Excerpted records:

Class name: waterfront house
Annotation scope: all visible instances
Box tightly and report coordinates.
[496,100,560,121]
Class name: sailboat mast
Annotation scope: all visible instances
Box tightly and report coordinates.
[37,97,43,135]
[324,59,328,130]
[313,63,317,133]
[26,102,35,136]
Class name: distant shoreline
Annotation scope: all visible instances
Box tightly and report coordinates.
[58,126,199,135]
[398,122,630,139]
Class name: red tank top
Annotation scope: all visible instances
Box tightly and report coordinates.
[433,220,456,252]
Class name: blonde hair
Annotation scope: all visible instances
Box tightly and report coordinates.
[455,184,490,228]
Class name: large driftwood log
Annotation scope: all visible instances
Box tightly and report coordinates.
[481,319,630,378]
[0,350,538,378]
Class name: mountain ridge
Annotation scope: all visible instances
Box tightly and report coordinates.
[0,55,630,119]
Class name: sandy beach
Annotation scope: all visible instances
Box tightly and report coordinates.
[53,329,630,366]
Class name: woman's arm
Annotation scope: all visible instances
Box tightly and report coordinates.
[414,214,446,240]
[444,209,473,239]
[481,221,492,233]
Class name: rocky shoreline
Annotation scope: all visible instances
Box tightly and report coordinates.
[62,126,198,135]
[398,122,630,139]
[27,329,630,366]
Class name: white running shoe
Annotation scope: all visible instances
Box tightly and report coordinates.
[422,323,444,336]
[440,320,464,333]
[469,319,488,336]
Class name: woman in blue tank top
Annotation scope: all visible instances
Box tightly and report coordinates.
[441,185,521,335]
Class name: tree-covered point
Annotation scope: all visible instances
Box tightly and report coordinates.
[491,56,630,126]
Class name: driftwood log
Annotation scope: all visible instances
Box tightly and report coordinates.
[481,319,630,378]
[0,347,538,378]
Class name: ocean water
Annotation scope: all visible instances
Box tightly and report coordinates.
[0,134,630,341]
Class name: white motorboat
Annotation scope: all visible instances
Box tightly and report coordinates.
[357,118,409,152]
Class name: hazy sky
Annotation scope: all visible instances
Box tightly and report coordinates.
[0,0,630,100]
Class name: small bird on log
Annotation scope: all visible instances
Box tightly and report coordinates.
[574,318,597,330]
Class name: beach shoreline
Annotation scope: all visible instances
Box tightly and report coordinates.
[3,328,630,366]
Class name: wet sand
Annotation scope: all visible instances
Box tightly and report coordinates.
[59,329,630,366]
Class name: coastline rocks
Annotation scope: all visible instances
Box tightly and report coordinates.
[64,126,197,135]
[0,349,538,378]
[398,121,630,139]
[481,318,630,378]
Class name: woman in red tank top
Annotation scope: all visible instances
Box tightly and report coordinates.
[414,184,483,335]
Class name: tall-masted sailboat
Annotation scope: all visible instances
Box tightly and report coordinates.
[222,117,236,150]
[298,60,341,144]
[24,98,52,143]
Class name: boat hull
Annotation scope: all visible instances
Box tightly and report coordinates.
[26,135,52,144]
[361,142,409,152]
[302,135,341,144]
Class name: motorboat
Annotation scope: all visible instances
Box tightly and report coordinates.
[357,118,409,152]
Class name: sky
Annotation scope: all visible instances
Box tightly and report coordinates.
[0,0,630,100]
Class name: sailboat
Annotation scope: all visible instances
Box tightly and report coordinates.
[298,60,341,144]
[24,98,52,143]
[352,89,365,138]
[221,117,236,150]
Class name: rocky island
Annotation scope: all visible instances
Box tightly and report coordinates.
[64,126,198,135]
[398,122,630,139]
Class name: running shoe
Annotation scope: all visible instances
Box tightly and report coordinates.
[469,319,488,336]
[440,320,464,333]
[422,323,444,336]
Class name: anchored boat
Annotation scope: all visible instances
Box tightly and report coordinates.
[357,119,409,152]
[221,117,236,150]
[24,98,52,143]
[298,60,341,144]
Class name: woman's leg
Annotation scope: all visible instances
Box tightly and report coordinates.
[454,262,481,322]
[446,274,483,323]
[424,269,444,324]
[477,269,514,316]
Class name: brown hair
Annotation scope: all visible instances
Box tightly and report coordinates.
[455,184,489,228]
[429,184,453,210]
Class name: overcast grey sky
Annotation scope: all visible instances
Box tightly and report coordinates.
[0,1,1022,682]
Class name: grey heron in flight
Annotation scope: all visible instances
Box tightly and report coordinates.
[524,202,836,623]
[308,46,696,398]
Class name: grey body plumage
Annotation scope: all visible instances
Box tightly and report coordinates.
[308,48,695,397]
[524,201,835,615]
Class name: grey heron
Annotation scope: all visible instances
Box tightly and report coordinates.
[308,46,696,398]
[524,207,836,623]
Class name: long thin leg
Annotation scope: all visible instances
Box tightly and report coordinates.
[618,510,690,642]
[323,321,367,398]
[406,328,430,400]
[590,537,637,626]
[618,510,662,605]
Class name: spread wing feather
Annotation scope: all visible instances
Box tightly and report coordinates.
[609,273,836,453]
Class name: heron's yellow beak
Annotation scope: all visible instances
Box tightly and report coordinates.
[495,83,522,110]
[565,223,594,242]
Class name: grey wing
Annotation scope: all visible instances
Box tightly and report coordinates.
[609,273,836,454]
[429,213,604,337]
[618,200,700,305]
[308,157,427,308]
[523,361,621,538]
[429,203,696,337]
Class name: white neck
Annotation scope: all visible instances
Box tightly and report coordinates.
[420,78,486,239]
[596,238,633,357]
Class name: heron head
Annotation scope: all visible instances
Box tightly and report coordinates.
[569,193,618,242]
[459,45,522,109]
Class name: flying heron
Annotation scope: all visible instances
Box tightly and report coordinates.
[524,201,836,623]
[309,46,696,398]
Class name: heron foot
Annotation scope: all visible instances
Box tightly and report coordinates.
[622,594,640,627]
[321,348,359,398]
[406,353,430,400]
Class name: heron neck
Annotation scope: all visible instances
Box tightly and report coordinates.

Given problem: Reproduce the items from the beginning through the line containing "[496,100,560,121]", substituting "shoreline cottage" for "waterfront house" and leaving everything else unchanged.

Correct response:
Class name: shoreline cottage
Annotation scope: all visible instances
Box tightly and report coordinates.
[496,100,560,121]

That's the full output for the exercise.